▶ [Provided text]
══════════════════════════════
Making sense of dHPLC results using knowledge of ancestral haplotypes for BRCA1
Mutations in BRCA1 and BRCA2 account for about 40% of families with an inherited susceptibility to breast and/or ovarian cancer. Individuals, meeting local criteria for a full screen of the BRCA1 and BRCA2 genes, undergo testing using a combination of genomic PTTs and dHPLC analysis. This analysis covers the coding region and intron-exon boundaries for both BRCA1 and BRCA2.
There are concerns that a polymorphism in an amplicon may mask a true mutation when analyzed by dHPLC for heteroduplex formation. While profiles of patient samples heterozygous for a specific mutation are expected to produce a characteristic pattern, these profiles are not necessarily unique. Hence a pattern produced by a sample heterozygous for a common polymorphism may be very similar to that produced by a patient sample heterozygous for a unique mutation within the same amplicon, leading to the misidentification of a unique mutation as a polymorphism. There are several polymorphisms in BRCA1 and six occur at a frequency much greater than 1%. As a result, over half of the patient samples screened are routinely identified as being heterozygous for at least one polymorphism, leading to further molecular analysis.
Given that the BRCA1 gene is in a region of strong linkage disequilibrium, the possibility of using ancestral haplotypes was explored as a means to minimize the need for further analysis. Eighty-six patients were tested for six polymorphisms using DNA sequencing or PCR with restriction enzyme digestion: c.548-58delT, c.1067A>G, c.3548A>G, c.4308T>C, c.4837A>G, c.4956G>A. Only five distinct haplotypes were identified in this patient population and two accounted for 89% of the alleles: the “wild-type” haplotype accounted for 56% of the alleles and the haplotype with four polymorphisms [c.548-58delT, c.3548A>G, c.4308T>C, c.4837A>G] co-inherited accounted for 33% of the alleles. The c.1067A>G polymorphism is found in isolation whereas the c.4956G>A polymorphism is only found on the allele with the four polymorphisms. With this knowledge, we have defined an algorithm to determine which patients, if any, require further investigations based on our understanding of the ancestral haplotypes. A similar study is underway for BRCA2.
══════════════════════════════
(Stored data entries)
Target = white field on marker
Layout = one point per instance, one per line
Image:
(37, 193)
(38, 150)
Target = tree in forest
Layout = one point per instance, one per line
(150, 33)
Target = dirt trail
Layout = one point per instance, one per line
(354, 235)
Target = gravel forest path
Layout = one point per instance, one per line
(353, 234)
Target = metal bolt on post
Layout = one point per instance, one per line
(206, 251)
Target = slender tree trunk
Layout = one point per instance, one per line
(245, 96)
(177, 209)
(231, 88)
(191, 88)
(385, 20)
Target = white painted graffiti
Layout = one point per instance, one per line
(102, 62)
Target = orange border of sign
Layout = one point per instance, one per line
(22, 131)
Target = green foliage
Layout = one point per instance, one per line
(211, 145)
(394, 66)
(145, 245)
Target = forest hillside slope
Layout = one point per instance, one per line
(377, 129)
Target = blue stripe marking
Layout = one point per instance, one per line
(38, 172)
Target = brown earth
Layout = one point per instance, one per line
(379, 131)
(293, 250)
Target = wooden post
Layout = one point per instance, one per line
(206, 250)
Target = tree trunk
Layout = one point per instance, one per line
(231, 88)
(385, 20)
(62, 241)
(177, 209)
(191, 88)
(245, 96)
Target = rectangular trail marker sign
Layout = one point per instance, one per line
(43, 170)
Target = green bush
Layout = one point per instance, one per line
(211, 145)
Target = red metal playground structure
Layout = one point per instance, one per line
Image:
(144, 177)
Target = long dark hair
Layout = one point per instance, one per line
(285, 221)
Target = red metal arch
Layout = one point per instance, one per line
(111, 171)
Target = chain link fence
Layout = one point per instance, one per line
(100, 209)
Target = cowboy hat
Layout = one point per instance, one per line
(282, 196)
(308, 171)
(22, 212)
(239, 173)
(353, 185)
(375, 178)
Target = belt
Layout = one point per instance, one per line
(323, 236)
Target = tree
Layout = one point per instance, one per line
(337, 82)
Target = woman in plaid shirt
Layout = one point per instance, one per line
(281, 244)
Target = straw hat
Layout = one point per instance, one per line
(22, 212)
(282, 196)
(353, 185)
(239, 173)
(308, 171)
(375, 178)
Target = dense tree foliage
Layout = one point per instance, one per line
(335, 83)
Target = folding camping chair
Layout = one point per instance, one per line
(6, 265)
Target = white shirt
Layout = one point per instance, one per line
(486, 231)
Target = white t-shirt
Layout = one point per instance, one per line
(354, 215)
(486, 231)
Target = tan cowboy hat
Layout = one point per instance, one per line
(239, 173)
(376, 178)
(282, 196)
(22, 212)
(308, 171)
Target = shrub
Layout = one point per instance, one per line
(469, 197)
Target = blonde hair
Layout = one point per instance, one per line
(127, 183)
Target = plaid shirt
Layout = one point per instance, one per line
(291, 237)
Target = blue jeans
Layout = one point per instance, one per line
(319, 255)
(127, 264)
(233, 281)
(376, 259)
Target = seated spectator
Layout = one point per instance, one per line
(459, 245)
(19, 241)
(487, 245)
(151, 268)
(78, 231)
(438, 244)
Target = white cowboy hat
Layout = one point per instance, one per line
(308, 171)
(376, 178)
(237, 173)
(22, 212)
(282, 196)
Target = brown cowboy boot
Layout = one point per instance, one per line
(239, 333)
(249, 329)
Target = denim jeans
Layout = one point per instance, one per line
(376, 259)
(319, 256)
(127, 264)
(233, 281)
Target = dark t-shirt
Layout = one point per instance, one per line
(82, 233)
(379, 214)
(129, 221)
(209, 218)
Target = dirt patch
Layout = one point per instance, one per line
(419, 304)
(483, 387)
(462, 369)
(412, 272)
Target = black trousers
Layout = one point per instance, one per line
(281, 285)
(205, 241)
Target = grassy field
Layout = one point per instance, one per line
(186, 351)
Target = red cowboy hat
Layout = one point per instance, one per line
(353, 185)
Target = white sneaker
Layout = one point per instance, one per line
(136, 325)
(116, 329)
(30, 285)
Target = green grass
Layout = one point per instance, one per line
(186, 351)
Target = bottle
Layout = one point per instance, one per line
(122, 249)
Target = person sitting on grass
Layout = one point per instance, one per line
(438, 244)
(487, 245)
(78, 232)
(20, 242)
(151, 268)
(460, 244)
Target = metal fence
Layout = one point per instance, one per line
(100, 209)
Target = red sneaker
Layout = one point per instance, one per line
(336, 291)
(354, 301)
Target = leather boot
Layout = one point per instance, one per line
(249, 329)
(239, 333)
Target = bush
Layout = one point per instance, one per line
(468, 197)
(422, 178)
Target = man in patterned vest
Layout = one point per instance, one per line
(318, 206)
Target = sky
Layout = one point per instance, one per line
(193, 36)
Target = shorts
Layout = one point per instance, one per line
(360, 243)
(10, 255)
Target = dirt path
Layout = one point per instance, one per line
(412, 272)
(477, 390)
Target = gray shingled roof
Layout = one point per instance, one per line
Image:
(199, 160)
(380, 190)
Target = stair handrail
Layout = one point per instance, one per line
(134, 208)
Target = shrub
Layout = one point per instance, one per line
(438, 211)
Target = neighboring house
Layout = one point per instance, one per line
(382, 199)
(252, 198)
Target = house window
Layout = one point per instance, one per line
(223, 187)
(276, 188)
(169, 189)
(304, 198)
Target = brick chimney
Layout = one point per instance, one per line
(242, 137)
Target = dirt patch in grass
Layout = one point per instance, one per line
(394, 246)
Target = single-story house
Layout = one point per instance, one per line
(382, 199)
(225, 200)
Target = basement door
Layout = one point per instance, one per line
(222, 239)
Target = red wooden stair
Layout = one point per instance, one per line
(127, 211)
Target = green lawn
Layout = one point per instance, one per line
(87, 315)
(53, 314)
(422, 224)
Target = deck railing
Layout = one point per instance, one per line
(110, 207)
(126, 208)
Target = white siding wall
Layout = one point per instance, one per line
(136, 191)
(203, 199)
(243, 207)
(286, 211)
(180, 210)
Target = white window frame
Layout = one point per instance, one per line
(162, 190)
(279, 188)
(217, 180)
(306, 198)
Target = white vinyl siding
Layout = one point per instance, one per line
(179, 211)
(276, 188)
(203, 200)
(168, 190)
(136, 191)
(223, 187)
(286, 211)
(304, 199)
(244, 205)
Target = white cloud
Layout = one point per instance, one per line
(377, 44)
══════════════════════════════
▶ [Required tasks]
- a) Decide whether each statement agrees with the text on BRCA1 haplotypes, answering yes or no and quoting the deciding words: (i) mutations in BRCA1 and BRCA2 account for about 40% of families with an inherited susceptibility to breast and/or ovarian cancer; (ii) seven distinct haplotypes were identified in the patient population; (iii) the c.4956G>A polymorphism is found in isolation.
- b) According to the text on BRCA1 haplotypes, what percentage of the alleles did the "wild-type" haplotype account for?
The lines above are separate material from the text on BRCA1 haplotypes.

▶ [Solutions to the problems]
- a)
(i) Yes: "Mutations in BRCA1 and BRCA2 account for about 40% of families with an inherited susceptibility to breast and/or ovarian cancer."
(ii) No: "Only five distinct haplotypes were identified in this patient population"
(iii) No: "the c.4956G>A polymorphism is only found on the allele with the four polymorphisms"

- b) 56%